_Task directions_. What you give back must match the data character for character.
Supplied material below:
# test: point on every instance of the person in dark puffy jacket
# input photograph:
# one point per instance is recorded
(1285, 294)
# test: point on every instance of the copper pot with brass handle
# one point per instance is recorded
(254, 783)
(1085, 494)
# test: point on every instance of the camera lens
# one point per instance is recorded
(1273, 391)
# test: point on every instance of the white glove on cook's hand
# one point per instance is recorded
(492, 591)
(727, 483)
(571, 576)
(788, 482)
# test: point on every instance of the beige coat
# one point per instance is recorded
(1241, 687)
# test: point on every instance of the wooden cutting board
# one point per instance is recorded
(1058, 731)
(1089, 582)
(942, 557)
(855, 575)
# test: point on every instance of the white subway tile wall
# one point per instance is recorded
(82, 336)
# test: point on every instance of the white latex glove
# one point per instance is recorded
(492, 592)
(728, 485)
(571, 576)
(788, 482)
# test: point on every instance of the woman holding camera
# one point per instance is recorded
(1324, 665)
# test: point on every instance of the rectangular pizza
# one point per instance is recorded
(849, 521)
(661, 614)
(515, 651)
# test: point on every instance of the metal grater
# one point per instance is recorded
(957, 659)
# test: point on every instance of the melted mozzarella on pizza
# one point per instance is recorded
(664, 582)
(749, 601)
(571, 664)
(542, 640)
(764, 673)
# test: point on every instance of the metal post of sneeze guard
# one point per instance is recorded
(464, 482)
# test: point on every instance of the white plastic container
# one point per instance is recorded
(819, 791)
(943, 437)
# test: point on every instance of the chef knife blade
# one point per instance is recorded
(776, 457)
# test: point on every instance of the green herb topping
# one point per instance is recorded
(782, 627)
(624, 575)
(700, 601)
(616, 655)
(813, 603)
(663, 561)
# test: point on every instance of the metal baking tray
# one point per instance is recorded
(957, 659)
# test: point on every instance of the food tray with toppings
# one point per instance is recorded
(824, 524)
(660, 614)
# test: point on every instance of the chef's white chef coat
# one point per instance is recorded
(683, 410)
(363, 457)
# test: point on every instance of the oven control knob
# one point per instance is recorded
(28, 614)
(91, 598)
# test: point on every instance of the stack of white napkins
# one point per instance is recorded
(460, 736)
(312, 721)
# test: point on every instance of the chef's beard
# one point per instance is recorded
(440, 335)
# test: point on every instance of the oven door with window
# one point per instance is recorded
End of Supplied material.
_Output for this task_.
# test: point on every instance of the person in dark puffy jacket
# input photograph:
# one point per instance is recorded
(1285, 294)
# test: point on every instance of the copper pot with brass handle
# one point per instance is recorded
(254, 783)
(1085, 494)
# test: point on every instance of the camera lens
# one point per instance is recorded
(1273, 391)
# test: point on every instance of the white glove on cook's hand
# one point per instance is recorded
(492, 591)
(727, 483)
(571, 576)
(788, 482)
# test: point on every instance of the beige coat
# one point per instance is recorded
(1241, 687)
# test: point on every instance of the wooden cutting board
# one point per instance is recorded
(1058, 731)
(1089, 582)
(942, 557)
(855, 575)
# test: point on every instance of the white subway tile wall
# one point per instance is recorded
(82, 336)
# test: point on every instance of the white latex glove
# one point per instance is recorded
(492, 592)
(728, 485)
(571, 576)
(788, 482)
# test: point on every instance of the woman holding camera
# one point per instance is recorded
(1324, 665)
# test: point on every instance of the rectangular pizza
# one point per instance is recorded
(849, 521)
(661, 614)
(515, 651)
# test: point on every instance of the metal grater
# one point per instance is recorded
(957, 659)
# test: point on every instance of the melted mozzarella on pizza
# one point per instance is recorded
(664, 582)
(749, 601)
(571, 664)
(542, 640)
(764, 673)
# test: point on every instance of the metal post of sneeze guard
# one point per instance is recorded
(464, 482)
# test: point on every instance of the white plastic container
# one point per instance is recorded
(819, 791)
(943, 437)
# test: point on every instance of the chef knife blade
# one point per instance is recorded
(776, 457)
# test: point on every instance of the green herb topping
# one point per instance is recorded
(782, 627)
(624, 575)
(700, 601)
(616, 655)
(813, 603)
(663, 561)
# test: point on every instance of the metal baking tray
# one point per instance is recorded
(957, 659)
# test: point on every instance of the food tray with toppings
# one point per instance is recorded
(824, 524)
(660, 614)
# test: point on every instance of the chef's white chef coat
# one point per instance is recorded
(683, 410)
(363, 457)
# test: point on every instance of the oven control knob
# one point per instance is recorded
(28, 614)
(91, 598)
# test: point on every instance of the stack of white napkins
# one point per instance is recorded
(460, 736)
(312, 721)
# test: point on every instance of the chef's beard
# one point per instance is recorded
(440, 335)
# test: point on every instance of the oven door with window
# one point per instance is recorded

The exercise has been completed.